-------- ENTRIES PROVIDED --------
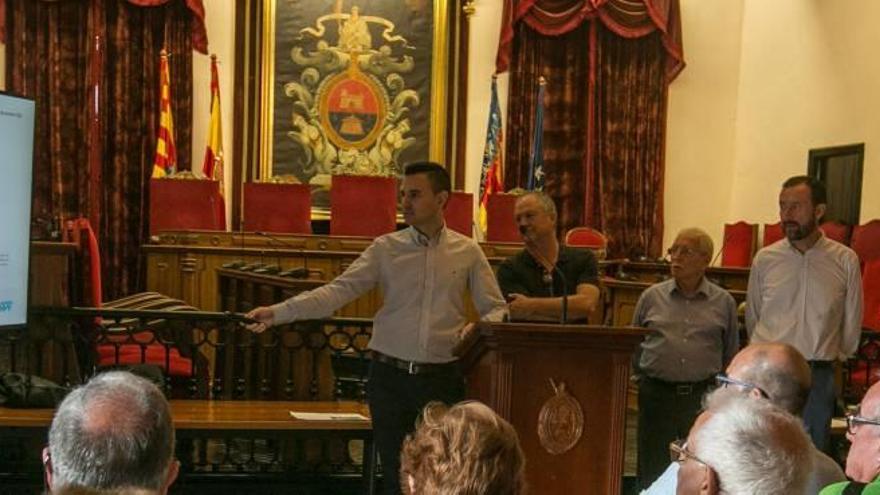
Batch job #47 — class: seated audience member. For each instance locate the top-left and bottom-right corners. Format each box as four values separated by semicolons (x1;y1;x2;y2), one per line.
400;402;525;495
498;192;599;321
632;228;739;487
642;343;846;495
43;371;179;495
670;388;813;495
822;383;880;495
--------
WORK TO DO:
List every line of the records that contains the word "class".

FINISHED EXERCISE:
Batch job #47 — class: seated audience member. For each instance locate the top-left and bottom-right corners. Format each box as four values separated by semicolons (x1;y1;x2;y2), one per line.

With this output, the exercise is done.